Given task
Could you turn the rows below into a numbered list, skipping blank lines and leaving out the pictures?

The data
start
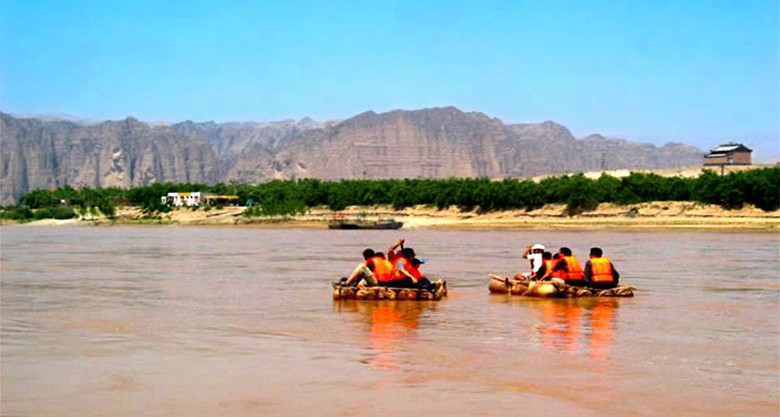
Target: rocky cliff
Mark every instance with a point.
(440, 143)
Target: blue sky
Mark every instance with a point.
(697, 72)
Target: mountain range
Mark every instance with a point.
(429, 143)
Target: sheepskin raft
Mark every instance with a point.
(506, 285)
(438, 290)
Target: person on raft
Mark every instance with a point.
(544, 273)
(534, 255)
(569, 269)
(406, 274)
(599, 271)
(363, 272)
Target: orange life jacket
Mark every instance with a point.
(548, 266)
(397, 274)
(559, 273)
(413, 271)
(575, 272)
(601, 270)
(383, 269)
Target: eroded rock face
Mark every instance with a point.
(429, 143)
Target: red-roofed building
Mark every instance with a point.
(729, 154)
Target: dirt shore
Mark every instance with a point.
(657, 215)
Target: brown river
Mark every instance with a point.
(221, 321)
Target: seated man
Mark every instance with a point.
(403, 269)
(363, 272)
(599, 271)
(569, 268)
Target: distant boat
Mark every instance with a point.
(364, 224)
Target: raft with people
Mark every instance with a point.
(552, 289)
(435, 292)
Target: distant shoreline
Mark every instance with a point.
(645, 216)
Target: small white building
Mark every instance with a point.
(182, 199)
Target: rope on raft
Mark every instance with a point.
(506, 285)
(438, 291)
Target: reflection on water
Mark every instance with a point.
(391, 325)
(172, 321)
(575, 326)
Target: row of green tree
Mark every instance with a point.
(758, 187)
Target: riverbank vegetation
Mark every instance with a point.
(758, 187)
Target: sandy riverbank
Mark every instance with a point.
(657, 215)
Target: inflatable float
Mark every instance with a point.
(437, 291)
(511, 286)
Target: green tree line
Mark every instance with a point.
(759, 187)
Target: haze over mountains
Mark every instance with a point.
(431, 143)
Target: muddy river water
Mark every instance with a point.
(225, 321)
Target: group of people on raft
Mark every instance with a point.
(397, 269)
(599, 272)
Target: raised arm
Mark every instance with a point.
(391, 254)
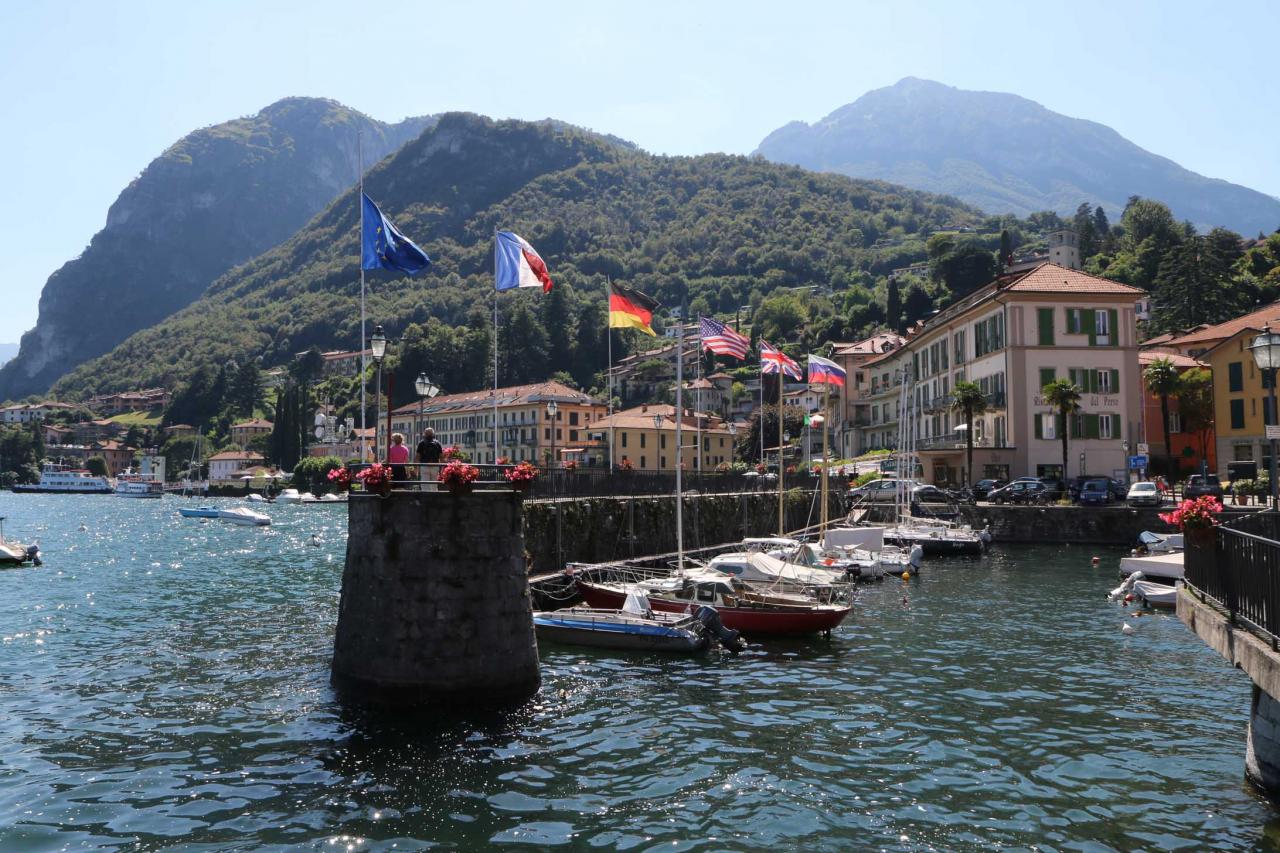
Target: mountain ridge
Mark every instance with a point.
(1006, 154)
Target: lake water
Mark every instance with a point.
(165, 683)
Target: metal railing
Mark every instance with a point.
end
Result below
1. Target: rocky cliff
2. Mark every instance with a point.
3. (440, 143)
4. Target: blue sky
5. Mark every instance with a point.
6. (697, 72)
7. Target: mountain range
8. Mark every instance with a point.
9. (429, 143)
10. Target: sheepskin raft
11. Mark every instance with a point.
12. (506, 285)
13. (438, 290)
14. Target: person on raft
15. Mark every instance with a point.
16. (544, 273)
17. (534, 255)
18. (569, 269)
19. (406, 274)
20. (599, 271)
21. (363, 272)
22. Target: orange life jacket
23. Mark every instance with a point.
24. (548, 266)
25. (397, 274)
26. (559, 273)
27. (413, 271)
28. (575, 272)
29. (601, 270)
30. (383, 269)
31. Target: eroded rock face
32. Mark every instance with a point.
33. (429, 143)
34. Target: red-roofed building
35. Mark every instance with a point.
36. (729, 154)
37. Target: dirt shore
38. Mark every instance with a point.
39. (657, 215)
40. Target: brown river
41. Mark every instance with a point.
42. (221, 321)
43. Target: seated man
44. Mark every instance with a point.
45. (403, 269)
46. (363, 272)
47. (599, 271)
48. (569, 268)
49. Target: distant boat
50. Mark every instance with a point.
51. (364, 224)
52. Target: raft with people
53. Mark every instance with a point.
54. (552, 289)
55. (435, 292)
56. Target: distant shoreline
57. Mark every instance with a point.
58. (645, 216)
59. Target: small white building
60. Mark every instance with a point.
61. (182, 199)
62. Target: rope on raft
63. Mark every instance with a point.
64. (506, 285)
65. (438, 291)
66. Target: reflection on water
67. Mark every instance with a point.
68. (391, 325)
69. (172, 321)
70. (575, 326)
71. Target: row of green tree
72. Mark every instance with a point.
73. (758, 187)
74. Target: riverbank vegetation
75. Mark every instance with a point.
76. (758, 187)
77. Target: sandy riverbank
78. Mark every instance with a point.
79. (657, 215)
80. Target: inflatable float
81. Mark every instance with a point.
82. (437, 291)
83. (511, 286)
84. Target: green tree line
85. Mark every instance with a point.
86. (759, 187)
87. Target: haze over mountains
88. Mark every instance with a point.
89. (431, 143)
90. Target: muddy river water
91. Mark every instance with a point.
92. (225, 321)
93. Target: group of people on raft
94. Mark every instance with a point.
95. (397, 269)
96. (599, 272)
97. Target: raised arm
98. Mark every instance with a point.
99. (391, 254)
100. Target: mountain ridge
101. Mark every instance with a point.
102. (1006, 154)
103. Target: lake water
104. Mark every instance with a point.
105. (165, 683)
106. Target: metal railing
107. Mark every instance with a point.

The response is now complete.